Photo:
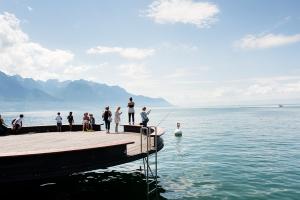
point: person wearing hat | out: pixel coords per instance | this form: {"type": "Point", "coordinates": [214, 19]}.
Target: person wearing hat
{"type": "Point", "coordinates": [107, 118]}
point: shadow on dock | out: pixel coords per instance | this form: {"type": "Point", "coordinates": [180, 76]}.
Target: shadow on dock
{"type": "Point", "coordinates": [91, 185]}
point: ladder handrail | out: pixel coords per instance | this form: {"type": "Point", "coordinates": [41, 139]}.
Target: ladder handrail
{"type": "Point", "coordinates": [146, 159]}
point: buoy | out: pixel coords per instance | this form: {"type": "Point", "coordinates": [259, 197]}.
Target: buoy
{"type": "Point", "coordinates": [178, 132]}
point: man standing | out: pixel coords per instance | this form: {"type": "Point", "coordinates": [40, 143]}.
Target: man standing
{"type": "Point", "coordinates": [17, 123]}
{"type": "Point", "coordinates": [70, 120]}
{"type": "Point", "coordinates": [144, 116]}
{"type": "Point", "coordinates": [58, 122]}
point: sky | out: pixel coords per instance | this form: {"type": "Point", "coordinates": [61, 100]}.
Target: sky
{"type": "Point", "coordinates": [192, 53]}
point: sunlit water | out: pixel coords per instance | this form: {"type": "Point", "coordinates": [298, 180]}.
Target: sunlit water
{"type": "Point", "coordinates": [224, 153]}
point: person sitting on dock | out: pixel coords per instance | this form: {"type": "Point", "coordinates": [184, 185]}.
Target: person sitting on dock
{"type": "Point", "coordinates": [130, 106]}
{"type": "Point", "coordinates": [58, 122]}
{"type": "Point", "coordinates": [17, 123]}
{"type": "Point", "coordinates": [92, 122]}
{"type": "Point", "coordinates": [70, 120]}
{"type": "Point", "coordinates": [85, 122]}
{"type": "Point", "coordinates": [107, 118]}
{"type": "Point", "coordinates": [3, 126]}
{"type": "Point", "coordinates": [117, 118]}
{"type": "Point", "coordinates": [144, 116]}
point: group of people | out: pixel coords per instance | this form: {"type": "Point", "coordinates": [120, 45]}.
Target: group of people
{"type": "Point", "coordinates": [88, 120]}
{"type": "Point", "coordinates": [107, 116]}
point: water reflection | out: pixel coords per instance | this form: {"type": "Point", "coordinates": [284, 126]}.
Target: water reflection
{"type": "Point", "coordinates": [92, 185]}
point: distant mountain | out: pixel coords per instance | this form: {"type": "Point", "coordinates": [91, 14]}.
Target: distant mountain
{"type": "Point", "coordinates": [17, 89]}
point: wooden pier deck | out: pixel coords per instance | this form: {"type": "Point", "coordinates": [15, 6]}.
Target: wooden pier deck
{"type": "Point", "coordinates": [53, 142]}
{"type": "Point", "coordinates": [48, 154]}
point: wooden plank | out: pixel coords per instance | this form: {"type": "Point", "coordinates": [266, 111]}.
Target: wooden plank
{"type": "Point", "coordinates": [55, 142]}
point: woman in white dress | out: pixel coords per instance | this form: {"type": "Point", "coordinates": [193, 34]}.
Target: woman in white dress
{"type": "Point", "coordinates": [117, 118]}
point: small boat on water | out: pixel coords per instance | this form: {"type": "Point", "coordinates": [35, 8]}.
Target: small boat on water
{"type": "Point", "coordinates": [178, 132]}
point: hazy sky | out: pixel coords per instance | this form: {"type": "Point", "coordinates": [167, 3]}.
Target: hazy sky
{"type": "Point", "coordinates": [189, 52]}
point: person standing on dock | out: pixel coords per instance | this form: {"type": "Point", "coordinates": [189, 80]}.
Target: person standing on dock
{"type": "Point", "coordinates": [130, 106]}
{"type": "Point", "coordinates": [107, 118]}
{"type": "Point", "coordinates": [70, 120]}
{"type": "Point", "coordinates": [92, 121]}
{"type": "Point", "coordinates": [85, 122]}
{"type": "Point", "coordinates": [17, 123]}
{"type": "Point", "coordinates": [3, 126]}
{"type": "Point", "coordinates": [58, 122]}
{"type": "Point", "coordinates": [117, 118]}
{"type": "Point", "coordinates": [144, 116]}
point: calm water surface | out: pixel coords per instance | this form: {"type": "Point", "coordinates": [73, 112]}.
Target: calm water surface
{"type": "Point", "coordinates": [225, 153]}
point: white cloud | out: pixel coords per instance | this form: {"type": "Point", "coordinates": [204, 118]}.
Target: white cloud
{"type": "Point", "coordinates": [19, 55]}
{"type": "Point", "coordinates": [29, 8]}
{"type": "Point", "coordinates": [128, 53]}
{"type": "Point", "coordinates": [201, 14]}
{"type": "Point", "coordinates": [266, 41]}
{"type": "Point", "coordinates": [133, 71]}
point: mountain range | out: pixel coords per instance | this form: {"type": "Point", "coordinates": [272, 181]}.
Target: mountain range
{"type": "Point", "coordinates": [79, 92]}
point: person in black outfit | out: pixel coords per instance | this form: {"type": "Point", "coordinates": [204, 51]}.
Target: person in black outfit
{"type": "Point", "coordinates": [70, 120]}
{"type": "Point", "coordinates": [130, 106]}
{"type": "Point", "coordinates": [3, 126]}
{"type": "Point", "coordinates": [107, 118]}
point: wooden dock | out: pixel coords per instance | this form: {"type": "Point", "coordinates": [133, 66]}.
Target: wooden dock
{"type": "Point", "coordinates": [48, 154]}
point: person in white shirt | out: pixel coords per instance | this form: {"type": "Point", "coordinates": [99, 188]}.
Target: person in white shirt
{"type": "Point", "coordinates": [117, 118]}
{"type": "Point", "coordinates": [130, 106]}
{"type": "Point", "coordinates": [58, 122]}
{"type": "Point", "coordinates": [17, 123]}
{"type": "Point", "coordinates": [144, 116]}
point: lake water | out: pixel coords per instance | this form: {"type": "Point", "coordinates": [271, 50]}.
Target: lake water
{"type": "Point", "coordinates": [224, 153]}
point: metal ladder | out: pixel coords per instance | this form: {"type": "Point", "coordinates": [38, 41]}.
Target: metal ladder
{"type": "Point", "coordinates": [151, 176]}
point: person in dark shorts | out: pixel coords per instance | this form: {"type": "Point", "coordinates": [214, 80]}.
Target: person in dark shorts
{"type": "Point", "coordinates": [58, 122]}
{"type": "Point", "coordinates": [70, 120]}
{"type": "Point", "coordinates": [130, 106]}
{"type": "Point", "coordinates": [3, 126]}
{"type": "Point", "coordinates": [144, 116]}
{"type": "Point", "coordinates": [17, 124]}
{"type": "Point", "coordinates": [92, 121]}
{"type": "Point", "coordinates": [107, 118]}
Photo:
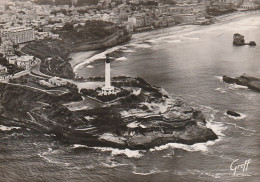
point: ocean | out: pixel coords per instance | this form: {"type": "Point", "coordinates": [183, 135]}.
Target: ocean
{"type": "Point", "coordinates": [188, 61]}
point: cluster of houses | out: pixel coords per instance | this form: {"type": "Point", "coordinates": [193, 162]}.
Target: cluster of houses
{"type": "Point", "coordinates": [52, 82]}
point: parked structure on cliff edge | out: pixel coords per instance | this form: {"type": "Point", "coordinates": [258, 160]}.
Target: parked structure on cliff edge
{"type": "Point", "coordinates": [19, 35]}
{"type": "Point", "coordinates": [107, 89]}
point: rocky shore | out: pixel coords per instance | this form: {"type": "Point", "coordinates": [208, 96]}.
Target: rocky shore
{"type": "Point", "coordinates": [146, 118]}
{"type": "Point", "coordinates": [244, 80]}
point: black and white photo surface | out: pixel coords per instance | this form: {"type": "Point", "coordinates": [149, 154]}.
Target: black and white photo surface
{"type": "Point", "coordinates": [129, 90]}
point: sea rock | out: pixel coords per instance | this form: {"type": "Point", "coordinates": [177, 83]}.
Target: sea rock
{"type": "Point", "coordinates": [233, 113]}
{"type": "Point", "coordinates": [239, 40]}
{"type": "Point", "coordinates": [252, 43]}
{"type": "Point", "coordinates": [244, 80]}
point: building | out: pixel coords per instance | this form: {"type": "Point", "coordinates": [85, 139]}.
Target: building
{"type": "Point", "coordinates": [58, 82]}
{"type": "Point", "coordinates": [19, 35]}
{"type": "Point", "coordinates": [8, 48]}
{"type": "Point", "coordinates": [25, 61]}
{"type": "Point", "coordinates": [3, 69]}
{"type": "Point", "coordinates": [107, 89]}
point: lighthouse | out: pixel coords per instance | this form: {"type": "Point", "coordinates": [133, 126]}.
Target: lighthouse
{"type": "Point", "coordinates": [107, 89]}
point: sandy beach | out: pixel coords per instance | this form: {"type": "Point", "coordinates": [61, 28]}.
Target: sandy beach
{"type": "Point", "coordinates": [80, 59]}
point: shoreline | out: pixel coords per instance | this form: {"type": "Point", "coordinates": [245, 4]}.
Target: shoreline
{"type": "Point", "coordinates": [91, 56]}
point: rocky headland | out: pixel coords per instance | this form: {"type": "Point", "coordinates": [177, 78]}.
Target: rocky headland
{"type": "Point", "coordinates": [145, 118]}
{"type": "Point", "coordinates": [244, 80]}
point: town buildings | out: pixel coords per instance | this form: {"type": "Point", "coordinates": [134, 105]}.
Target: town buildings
{"type": "Point", "coordinates": [19, 35]}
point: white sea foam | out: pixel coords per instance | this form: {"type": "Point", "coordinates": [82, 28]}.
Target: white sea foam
{"type": "Point", "coordinates": [151, 41]}
{"type": "Point", "coordinates": [241, 128]}
{"type": "Point", "coordinates": [221, 90]}
{"type": "Point", "coordinates": [154, 171]}
{"type": "Point", "coordinates": [219, 78]}
{"type": "Point", "coordinates": [140, 45]}
{"type": "Point", "coordinates": [90, 66]}
{"type": "Point", "coordinates": [174, 41]}
{"type": "Point", "coordinates": [8, 128]}
{"type": "Point", "coordinates": [202, 147]}
{"type": "Point", "coordinates": [235, 87]}
{"type": "Point", "coordinates": [128, 51]}
{"type": "Point", "coordinates": [114, 151]}
{"type": "Point", "coordinates": [53, 161]}
{"type": "Point", "coordinates": [78, 108]}
{"type": "Point", "coordinates": [216, 127]}
{"type": "Point", "coordinates": [121, 59]}
{"type": "Point", "coordinates": [190, 38]}
{"type": "Point", "coordinates": [113, 164]}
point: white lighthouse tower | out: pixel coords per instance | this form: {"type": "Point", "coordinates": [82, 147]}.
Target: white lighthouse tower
{"type": "Point", "coordinates": [107, 89]}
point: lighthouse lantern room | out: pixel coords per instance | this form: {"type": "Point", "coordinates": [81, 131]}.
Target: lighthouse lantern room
{"type": "Point", "coordinates": [107, 89]}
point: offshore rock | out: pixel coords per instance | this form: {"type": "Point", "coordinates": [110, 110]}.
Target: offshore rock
{"type": "Point", "coordinates": [239, 40]}
{"type": "Point", "coordinates": [233, 113]}
{"type": "Point", "coordinates": [244, 80]}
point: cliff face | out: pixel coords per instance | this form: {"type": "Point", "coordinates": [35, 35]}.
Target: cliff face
{"type": "Point", "coordinates": [146, 118]}
{"type": "Point", "coordinates": [54, 57]}
{"type": "Point", "coordinates": [93, 35]}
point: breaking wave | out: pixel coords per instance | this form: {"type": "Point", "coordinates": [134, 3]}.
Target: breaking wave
{"type": "Point", "coordinates": [121, 59]}
{"type": "Point", "coordinates": [114, 151]}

Given exercise: Starting at the line with "point: cliff face", copy every line up to and including the last one in the entries above.

Task output:
point: cliff face | out: pixel coords per instance | this form: {"type": "Point", "coordinates": [35, 35]}.
Target: cliff face
{"type": "Point", "coordinates": [146, 118]}
{"type": "Point", "coordinates": [54, 57]}
{"type": "Point", "coordinates": [93, 35]}
point: breaking wave | out: pixel coords per instance | this form: {"type": "Point", "coordinates": [134, 3]}.
Target: breaking wave
{"type": "Point", "coordinates": [121, 59]}
{"type": "Point", "coordinates": [114, 151]}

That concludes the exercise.